Task objective –
Extract the records below word for word and ignore the images.

Entries taken from a collection –
▼▼▼

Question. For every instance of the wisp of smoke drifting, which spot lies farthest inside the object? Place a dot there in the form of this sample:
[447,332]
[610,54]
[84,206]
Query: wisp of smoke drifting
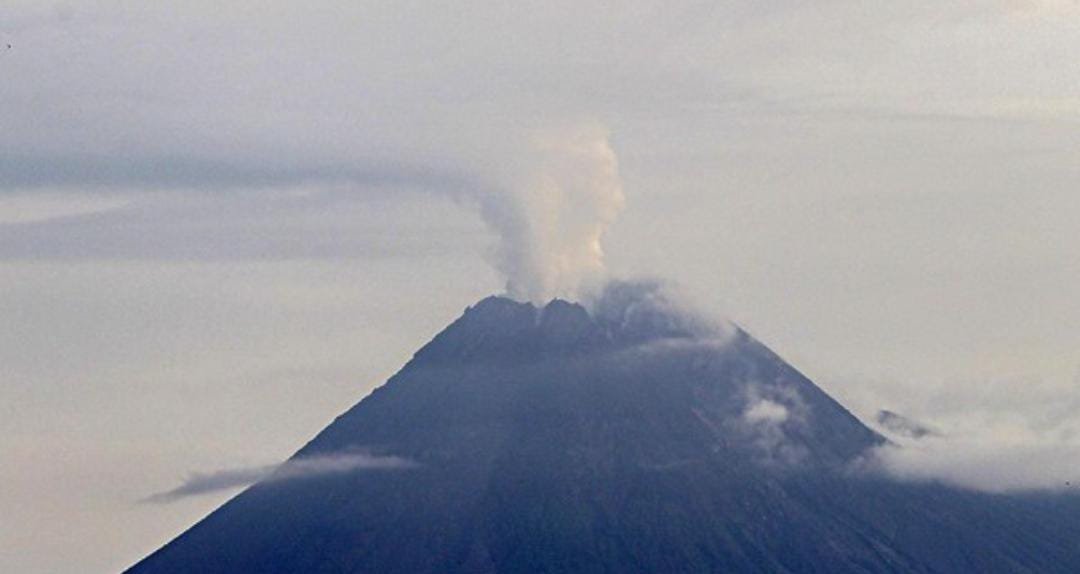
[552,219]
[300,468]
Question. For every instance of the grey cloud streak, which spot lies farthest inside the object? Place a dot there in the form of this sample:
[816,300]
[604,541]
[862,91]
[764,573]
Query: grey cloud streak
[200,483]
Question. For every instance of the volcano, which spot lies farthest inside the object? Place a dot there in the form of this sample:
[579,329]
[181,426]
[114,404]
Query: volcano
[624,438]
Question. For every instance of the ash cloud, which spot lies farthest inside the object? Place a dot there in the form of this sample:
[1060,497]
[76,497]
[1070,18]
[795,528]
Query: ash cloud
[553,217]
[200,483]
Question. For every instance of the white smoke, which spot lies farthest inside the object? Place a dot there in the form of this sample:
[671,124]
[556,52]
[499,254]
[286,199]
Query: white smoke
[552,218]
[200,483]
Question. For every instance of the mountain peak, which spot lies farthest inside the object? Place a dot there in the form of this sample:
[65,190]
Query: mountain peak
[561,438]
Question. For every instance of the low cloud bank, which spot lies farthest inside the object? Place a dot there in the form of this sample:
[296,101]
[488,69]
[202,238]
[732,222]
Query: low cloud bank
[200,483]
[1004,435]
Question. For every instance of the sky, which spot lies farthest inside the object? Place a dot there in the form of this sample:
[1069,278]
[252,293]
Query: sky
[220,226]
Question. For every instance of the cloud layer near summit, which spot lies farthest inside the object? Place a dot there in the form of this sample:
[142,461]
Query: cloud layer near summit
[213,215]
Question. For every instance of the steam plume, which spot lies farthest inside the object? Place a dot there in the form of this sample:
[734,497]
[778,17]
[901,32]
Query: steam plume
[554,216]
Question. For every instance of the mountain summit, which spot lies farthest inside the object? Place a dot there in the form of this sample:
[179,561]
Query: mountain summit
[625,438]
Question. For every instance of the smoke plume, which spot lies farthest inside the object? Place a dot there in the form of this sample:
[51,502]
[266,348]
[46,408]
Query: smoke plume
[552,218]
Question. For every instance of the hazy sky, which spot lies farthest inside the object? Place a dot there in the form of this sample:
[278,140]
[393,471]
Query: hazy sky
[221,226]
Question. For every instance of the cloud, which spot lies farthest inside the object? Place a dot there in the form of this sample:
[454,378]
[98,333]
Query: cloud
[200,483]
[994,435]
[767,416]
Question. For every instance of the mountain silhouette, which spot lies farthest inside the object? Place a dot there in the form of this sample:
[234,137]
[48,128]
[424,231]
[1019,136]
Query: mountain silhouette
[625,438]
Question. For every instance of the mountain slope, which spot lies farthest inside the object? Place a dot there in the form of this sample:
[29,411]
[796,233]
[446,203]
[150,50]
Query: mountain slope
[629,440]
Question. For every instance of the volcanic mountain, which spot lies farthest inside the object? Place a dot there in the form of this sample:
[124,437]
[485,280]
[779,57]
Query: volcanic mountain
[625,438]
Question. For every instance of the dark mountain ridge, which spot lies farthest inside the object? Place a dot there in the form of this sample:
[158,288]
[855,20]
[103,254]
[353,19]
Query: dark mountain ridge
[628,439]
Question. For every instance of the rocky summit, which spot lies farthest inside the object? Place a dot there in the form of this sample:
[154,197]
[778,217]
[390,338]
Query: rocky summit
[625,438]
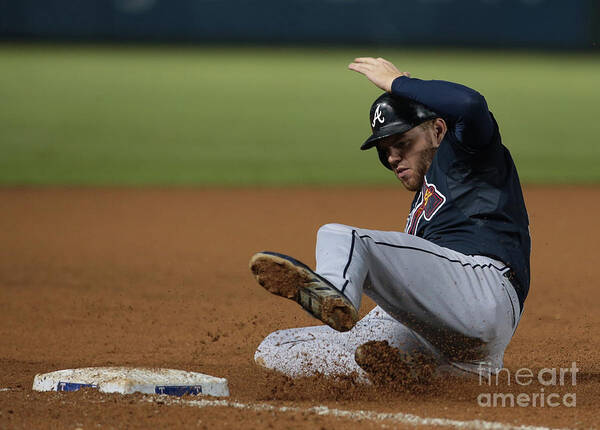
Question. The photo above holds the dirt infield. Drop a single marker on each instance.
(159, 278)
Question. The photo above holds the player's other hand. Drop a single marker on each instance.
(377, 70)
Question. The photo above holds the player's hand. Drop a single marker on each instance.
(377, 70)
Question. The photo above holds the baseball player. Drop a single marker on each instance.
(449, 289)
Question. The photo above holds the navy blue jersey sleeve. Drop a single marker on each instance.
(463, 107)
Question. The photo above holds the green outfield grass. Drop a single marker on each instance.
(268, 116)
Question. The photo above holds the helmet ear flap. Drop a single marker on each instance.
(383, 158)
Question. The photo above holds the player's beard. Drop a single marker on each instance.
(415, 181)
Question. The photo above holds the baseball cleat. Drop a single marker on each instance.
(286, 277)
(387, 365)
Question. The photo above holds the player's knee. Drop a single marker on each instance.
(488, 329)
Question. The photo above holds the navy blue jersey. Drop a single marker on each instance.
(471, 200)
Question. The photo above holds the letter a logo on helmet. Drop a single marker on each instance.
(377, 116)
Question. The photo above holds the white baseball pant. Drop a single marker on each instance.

▲▲▲

Answer to the problem –
Question. For every instance of the wisp of smoke drifting, which spot lies farthest inside the object? Place a dot there in the form of this sample:
[447,332]
[610,54]
[84,206]
Query: wisp of smoke drifting
[552,219]
[300,468]
Question. For every instance of the grey cloud streak, which spot lies farthest inside the object? Place a dot there in the form of this sample:
[816,300]
[604,541]
[862,91]
[764,573]
Query: grey cloud streak
[200,483]
Question. For every instance of the volcano, which spot lies farthest inside the object? Place a dot there in the form of this sample:
[579,329]
[181,426]
[114,404]
Query: volcano
[624,438]
Question. For every instance of the ash cloud, which spot lies farthest inside the object? Place a dot there in the form of this sample:
[1060,497]
[76,497]
[1070,18]
[795,528]
Query: ash cloud
[553,217]
[200,483]
Question. For every instance of the white smoke, which spot lies farthest inside the object? Place a dot there in the form of this sample:
[671,124]
[556,52]
[499,254]
[286,199]
Query: white smoke
[552,218]
[200,483]
Question. For every instance of the mountain peak, which spot lies farthest inside the object? Place a dot there in the form of this sample:
[65,190]
Query: mountain peak
[561,438]
Question. For every instance of the low cloud bank, which spot lies farthest inside the object? Place a dot there in the form of this sample:
[296,101]
[488,69]
[202,238]
[732,222]
Query: low cloud bank
[200,483]
[1004,435]
Question. For every instance of the sky, which spot lies farthest inside the object? Place a dot there in the form of this sample:
[1069,278]
[252,293]
Query: sky
[220,226]
Question. For every instance of the cloud layer near summit, which spot lies farthest inside the object? Place a dot there in the form of this sample:
[142,461]
Query: cloud layer near summit
[213,215]
Question. For every instance of the steam plume, which spot lies farthest inside the object? Place a dot there in the form of this sample:
[734,497]
[778,17]
[901,32]
Query: steam plume
[554,216]
Question. For every instance of the mountain summit, which spot lies farthest inside the object? Place a dot there in the form of this sample:
[179,561]
Query: mountain summit
[625,438]
Question. For every instance of the smoke plume, which spot lies farthest inside the object? Place a dot there in the form of this sample:
[51,502]
[266,348]
[46,408]
Query: smoke plume
[552,218]
Question. For every instance of the hazy sky, which spot lies farthest inside the object? Place a dot there in the form of this sample:
[278,140]
[393,471]
Query: hazy sky
[221,226]
Question. For every instance of the cloud, which spot lies farthest inside the object? Place a dot there in the form of this sample:
[454,378]
[98,333]
Query: cloud
[200,483]
[994,435]
[767,416]
Question. For every instance of the mountain silhouette, which spot lies farthest inside the object? Place a dot there in the form of this sample:
[234,137]
[48,128]
[424,231]
[1019,136]
Query: mountain silhouette
[625,438]
Question. For every instance of the mountain slope, which spot lies farthest inside the object? Place a dot there in the form of this sample:
[29,411]
[796,233]
[446,203]
[150,50]
Query: mountain slope
[629,440]
Question. For every instance of the volcanic mountain, which spot lies farthest inside the object? Place a dot there in the form of this sample:
[124,437]
[485,280]
[779,57]
Query: volcanic mountain
[625,438]
Question. For every instance of the dark mountain ridge, which spot lies farthest inside the object? Place a dot there in the form of this sample:
[158,288]
[855,20]
[103,254]
[353,19]
Query: dark mountain ridge
[628,439]
Question. For every instance of the rocky summit, which spot lies farthest inside the object? Place a dot there in the form of this sample:
[154,197]
[778,217]
[390,338]
Query: rocky summit
[625,438]
Question. The photo above holds the dirt infield. Drop a single marker on each instance.
(159, 278)
Question. The photo above holds the player's other hand. Drop a single marker on each instance.
(377, 70)
Question. The photo above holds the player's hand. Drop a single marker on each instance.
(377, 70)
Question. The photo above holds the baseball player. Drop a single marker on each instance.
(449, 289)
Question. The photo above holds the navy blue jersey sleeve. Drop a single marker on each instance.
(463, 107)
Question. The photo above holds the green outfield grass. Drop a single marker on each instance.
(268, 116)
Question. The photo above holds the helmet ear flap. Drop a single marker on each instance.
(383, 158)
Question. The photo above holds the player's beard. Drop a single marker on each instance.
(415, 181)
Question. The photo above holds the baseball cleat. Drop a single marker on each instance.
(286, 277)
(387, 365)
Question. The photo above holds the player's knee. Drop a single marker on each instance.
(488, 329)
Question. The photo above holds the navy blue jersey. Drop a single marker on each instance.
(471, 200)
Question. The photo above holds the letter a logo on helmet. Drop a single marker on each instance.
(377, 116)
Question. The photo above holds the white baseball pant. Drop a single marker on each instance.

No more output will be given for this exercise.